Return every line in the items below that contains the string "xmax".
# START OF DATA SHOWN
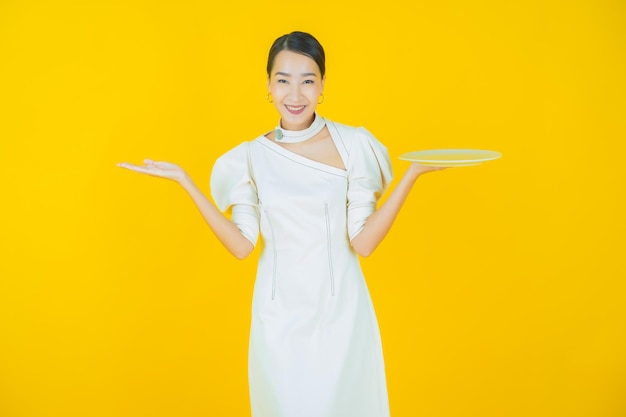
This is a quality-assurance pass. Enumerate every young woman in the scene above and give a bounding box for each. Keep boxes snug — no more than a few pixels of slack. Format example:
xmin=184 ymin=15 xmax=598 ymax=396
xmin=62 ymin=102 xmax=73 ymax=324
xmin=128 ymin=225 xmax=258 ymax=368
xmin=120 ymin=32 xmax=441 ymax=417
# END OF DATA SHOWN
# SOLUTION FOR THIS PROBLEM:
xmin=184 ymin=15 xmax=598 ymax=396
xmin=62 ymin=102 xmax=73 ymax=324
xmin=128 ymin=225 xmax=258 ymax=368
xmin=120 ymin=32 xmax=441 ymax=417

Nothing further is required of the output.